### Document passage

With the economy gaining momentum, demand for power is on the upswing. With the COP26 commitments in place, the demand for RE is at an all-time high, which calls for substantial capacity addition. While both the solar and wind are susceptible to intra-day and seasonal variability, from a technological and resource perspective as well as from the commercial angle, wind is a better bet in helping India achieve its RE aspirations.

Too much emphasis on solar

Of late, there is a policy overdrive in favour of solar, which is resulting in a decline in wind capacity addition. While there is a short-term tariff advantage, in the long term it is essential to have a balanced diversified resource mix.

There are compelling reasons why wind is more desirable in India’s power basket. These include higher capacity utilisation, and generation — unlike solar — is possible throughout the day. In addition, it also complements solar, providing a more consistent and viable generation profile.

India has developed a strong manufacturing base for wind over time. Even as renewables are being integrated into the grid, their intermittent nature is a challenge for grid operators in terms of forecasting and meeting load. Wind helps balance the grid, which in turn enables higher penetration of solar.

While efforts are on to boost other sources of energy, public sector oil giant ONGC is taking various steps to increase the production by redevelopment of existing matured fields and development of new/marginal fields. Further, improved oil recovery and enhanced oil recovery technologies are being inducted for enhancing recovery from matured fields.

The government has introduced various policies for increasing production of oil and natural gas under the Production Sharing Contract regime, Discovered Small Field Policy, Hydrocarbon Exploration and Licensing Policy, etc.

Yet, the import dependence remains. India will need to work its policy around this reality. The strategy should be that key energy uses, like for cooking and transport, shift to other sources like green energy. On their part, the policymakers have to ensure that all stakeholders are on board and there is no policy flip-flop.

### Directives
- 1) From the passage on India's energy mix, extract the stretch from "There are compelling" through "viable generation profile.".
- 2) Answer these questions from the passage on India's energy mix:
(a) Which public sector oil company is redeveloping existing matured fields?
(b) What does wind help balance, and what does that in turn enable?
(c) Which two key energy uses does the proposed strategy say should shift to other sources?

### Supplied material
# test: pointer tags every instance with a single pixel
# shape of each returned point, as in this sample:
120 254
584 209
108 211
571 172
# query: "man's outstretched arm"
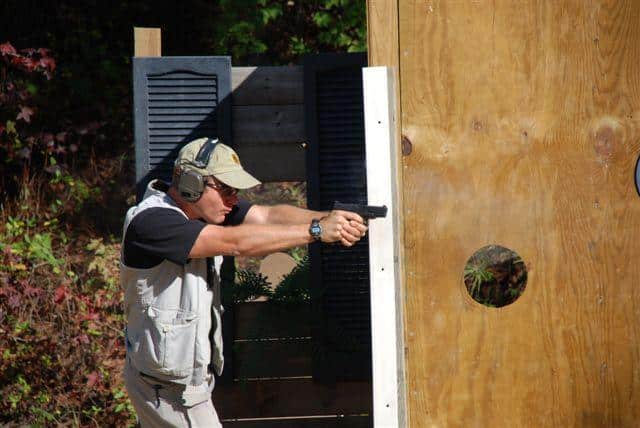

### Replies
- 1)
There are compelling reasons why wind is more desirable in India’s power basket. These include higher capacity utilisation, and generation — unlike solar — is possible throughout the day. In addition, it also complements solar, providing a more consistent and viable generation profile.

- 2)
(a) ONGC
(b) The grid, which enables higher penetration of solar.
(c) Cooking and transport.